Free-text object descriptions:
_ _ _
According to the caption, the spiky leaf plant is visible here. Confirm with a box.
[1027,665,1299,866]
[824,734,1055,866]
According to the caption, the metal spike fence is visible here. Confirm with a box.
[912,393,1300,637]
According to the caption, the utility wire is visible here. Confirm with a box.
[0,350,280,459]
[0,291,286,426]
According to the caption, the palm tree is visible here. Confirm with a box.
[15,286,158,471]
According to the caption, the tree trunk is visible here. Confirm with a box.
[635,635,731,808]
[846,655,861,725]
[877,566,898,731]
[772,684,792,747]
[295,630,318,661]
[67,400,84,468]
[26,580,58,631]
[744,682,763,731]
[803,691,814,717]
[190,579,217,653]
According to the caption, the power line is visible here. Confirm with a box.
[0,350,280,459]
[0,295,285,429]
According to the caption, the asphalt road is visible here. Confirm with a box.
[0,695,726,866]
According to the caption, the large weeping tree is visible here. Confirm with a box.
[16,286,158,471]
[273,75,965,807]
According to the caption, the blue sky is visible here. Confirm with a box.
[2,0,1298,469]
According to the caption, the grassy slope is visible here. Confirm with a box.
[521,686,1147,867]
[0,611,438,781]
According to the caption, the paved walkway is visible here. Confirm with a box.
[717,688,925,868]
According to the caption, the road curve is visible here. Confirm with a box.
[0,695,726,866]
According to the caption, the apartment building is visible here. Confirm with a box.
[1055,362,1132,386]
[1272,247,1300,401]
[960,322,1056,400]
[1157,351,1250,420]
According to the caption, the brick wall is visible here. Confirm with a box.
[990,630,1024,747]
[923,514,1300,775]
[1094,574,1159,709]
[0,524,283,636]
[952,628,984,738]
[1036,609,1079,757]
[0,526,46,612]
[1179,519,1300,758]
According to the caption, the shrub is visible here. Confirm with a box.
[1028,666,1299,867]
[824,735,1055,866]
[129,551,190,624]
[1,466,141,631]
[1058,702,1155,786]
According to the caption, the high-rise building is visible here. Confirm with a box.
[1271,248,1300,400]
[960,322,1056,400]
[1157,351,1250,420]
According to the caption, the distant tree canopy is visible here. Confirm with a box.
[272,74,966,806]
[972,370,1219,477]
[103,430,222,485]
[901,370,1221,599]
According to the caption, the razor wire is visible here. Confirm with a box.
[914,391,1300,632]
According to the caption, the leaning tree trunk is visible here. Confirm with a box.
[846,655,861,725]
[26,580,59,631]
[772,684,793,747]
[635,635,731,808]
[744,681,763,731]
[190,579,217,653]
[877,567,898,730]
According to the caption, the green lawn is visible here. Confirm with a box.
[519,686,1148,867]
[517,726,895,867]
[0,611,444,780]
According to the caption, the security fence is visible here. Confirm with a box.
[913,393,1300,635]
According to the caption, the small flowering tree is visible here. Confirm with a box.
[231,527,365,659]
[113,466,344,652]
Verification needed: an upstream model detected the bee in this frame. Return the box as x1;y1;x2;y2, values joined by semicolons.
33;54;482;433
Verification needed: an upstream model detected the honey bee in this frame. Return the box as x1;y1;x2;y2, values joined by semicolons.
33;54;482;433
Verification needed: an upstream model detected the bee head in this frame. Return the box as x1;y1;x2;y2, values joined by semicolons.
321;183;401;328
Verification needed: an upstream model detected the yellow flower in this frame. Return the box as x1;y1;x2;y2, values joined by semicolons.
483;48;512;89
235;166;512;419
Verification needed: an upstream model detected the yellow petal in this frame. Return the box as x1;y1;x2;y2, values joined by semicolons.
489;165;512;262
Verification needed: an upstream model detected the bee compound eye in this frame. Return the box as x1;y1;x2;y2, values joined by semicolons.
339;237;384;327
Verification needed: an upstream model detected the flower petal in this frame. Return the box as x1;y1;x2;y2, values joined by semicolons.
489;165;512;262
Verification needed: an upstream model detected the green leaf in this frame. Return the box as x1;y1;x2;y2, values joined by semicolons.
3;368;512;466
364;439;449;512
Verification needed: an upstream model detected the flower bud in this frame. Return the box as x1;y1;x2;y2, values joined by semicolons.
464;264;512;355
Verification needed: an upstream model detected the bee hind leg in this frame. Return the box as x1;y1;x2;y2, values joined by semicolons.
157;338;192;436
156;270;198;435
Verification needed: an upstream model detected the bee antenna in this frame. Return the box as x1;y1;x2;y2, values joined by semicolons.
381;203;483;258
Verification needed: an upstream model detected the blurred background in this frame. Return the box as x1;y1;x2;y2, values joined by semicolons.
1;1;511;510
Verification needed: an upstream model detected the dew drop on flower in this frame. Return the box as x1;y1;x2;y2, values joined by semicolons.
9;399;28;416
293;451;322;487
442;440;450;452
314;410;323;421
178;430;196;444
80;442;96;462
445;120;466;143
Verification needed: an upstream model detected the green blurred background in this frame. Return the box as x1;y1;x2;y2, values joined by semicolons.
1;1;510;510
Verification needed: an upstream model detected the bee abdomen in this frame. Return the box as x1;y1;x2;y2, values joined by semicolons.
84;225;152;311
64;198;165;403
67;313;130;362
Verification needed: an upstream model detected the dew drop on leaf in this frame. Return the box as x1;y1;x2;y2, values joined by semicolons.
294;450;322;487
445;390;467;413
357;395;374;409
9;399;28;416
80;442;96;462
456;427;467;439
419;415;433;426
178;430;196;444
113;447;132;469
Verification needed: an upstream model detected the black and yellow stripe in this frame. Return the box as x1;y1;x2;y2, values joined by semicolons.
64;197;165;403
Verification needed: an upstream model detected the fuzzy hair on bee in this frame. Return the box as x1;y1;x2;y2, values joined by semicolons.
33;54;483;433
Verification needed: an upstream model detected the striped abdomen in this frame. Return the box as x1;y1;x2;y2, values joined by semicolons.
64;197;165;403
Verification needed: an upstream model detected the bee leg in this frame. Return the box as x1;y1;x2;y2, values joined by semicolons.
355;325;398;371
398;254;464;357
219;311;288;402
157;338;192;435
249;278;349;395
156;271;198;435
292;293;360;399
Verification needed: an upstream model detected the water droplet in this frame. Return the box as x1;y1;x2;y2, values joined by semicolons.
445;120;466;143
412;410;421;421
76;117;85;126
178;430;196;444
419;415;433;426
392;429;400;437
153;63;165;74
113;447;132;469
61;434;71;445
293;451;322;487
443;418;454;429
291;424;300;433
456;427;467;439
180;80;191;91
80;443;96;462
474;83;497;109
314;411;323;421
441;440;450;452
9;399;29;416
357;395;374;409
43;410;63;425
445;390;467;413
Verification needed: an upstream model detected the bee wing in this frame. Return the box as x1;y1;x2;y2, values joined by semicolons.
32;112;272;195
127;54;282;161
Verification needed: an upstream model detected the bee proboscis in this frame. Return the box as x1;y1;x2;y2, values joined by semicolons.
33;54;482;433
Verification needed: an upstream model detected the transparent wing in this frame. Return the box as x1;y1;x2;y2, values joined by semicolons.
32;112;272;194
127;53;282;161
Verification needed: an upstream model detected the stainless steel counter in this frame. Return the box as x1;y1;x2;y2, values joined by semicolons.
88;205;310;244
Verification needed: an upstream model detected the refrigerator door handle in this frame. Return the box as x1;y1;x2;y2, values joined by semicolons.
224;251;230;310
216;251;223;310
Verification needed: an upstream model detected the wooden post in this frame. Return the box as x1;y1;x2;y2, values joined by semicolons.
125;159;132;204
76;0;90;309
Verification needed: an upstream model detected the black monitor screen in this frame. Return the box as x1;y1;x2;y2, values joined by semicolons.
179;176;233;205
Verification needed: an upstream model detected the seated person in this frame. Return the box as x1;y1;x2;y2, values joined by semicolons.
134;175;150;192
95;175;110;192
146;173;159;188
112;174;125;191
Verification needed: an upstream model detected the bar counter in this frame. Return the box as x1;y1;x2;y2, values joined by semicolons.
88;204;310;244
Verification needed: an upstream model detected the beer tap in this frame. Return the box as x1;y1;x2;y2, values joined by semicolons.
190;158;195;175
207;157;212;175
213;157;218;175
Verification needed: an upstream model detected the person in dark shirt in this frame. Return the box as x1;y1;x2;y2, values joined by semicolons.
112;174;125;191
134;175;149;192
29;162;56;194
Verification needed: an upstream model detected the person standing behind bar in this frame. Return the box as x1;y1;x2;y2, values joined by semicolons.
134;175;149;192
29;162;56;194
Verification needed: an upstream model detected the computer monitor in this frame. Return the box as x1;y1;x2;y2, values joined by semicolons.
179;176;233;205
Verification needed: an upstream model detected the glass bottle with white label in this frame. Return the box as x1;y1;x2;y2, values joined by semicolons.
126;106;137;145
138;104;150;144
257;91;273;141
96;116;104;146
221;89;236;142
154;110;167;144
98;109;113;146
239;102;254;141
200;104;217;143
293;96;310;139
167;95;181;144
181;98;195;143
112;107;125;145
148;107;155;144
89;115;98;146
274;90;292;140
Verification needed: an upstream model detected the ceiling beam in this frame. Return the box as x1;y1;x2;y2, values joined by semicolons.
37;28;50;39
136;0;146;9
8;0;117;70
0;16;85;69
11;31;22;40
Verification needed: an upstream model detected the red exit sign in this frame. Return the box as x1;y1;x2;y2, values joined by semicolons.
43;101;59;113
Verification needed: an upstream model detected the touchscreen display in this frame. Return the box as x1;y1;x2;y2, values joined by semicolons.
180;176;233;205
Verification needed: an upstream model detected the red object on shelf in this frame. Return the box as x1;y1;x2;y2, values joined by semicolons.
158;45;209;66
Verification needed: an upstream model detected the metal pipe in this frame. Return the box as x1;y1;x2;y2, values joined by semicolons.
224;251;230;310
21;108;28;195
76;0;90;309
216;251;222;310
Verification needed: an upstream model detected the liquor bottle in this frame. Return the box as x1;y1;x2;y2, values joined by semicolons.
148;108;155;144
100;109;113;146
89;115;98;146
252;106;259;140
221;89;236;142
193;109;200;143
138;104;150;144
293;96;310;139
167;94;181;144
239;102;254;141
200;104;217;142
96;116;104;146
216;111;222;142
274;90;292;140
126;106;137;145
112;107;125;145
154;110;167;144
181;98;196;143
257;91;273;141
_ _ _
Please print exactly the lines from the one containing "Verification needed: an upstream model detected the red object" through the last line of the records, both included, and nothing else.

RESPONSE TO THIS EXERCISE:
Verification needed: an upstream model detected the red object on shelf in this frame. Return the box as x1;y1;x2;y2, values joined by semicolons.
158;45;209;66
Verification needed: an upstream model detected the metal pipe in this frame. Return the box as x1;y1;x2;y2, values joined by semicolons.
224;251;230;310
21;108;28;195
76;0;90;309
216;251;222;310
Verification needed: an upstream model detected the liquor bottle in this frame. Return the box as x1;y1;x2;y2, values joined by semicolons.
148;108;155;144
100;109;113;146
89;115;98;146
252;106;259;140
221;89;236;142
193;109;200;143
138;104;150;144
293;96;310;139
167;94;181;144
239;102;254;141
200;104;217;142
96;116;104;146
216;111;222;142
274;90;292;140
126;106;137;145
112;107;125;145
154;110;167;144
181;98;196;143
257;91;273;141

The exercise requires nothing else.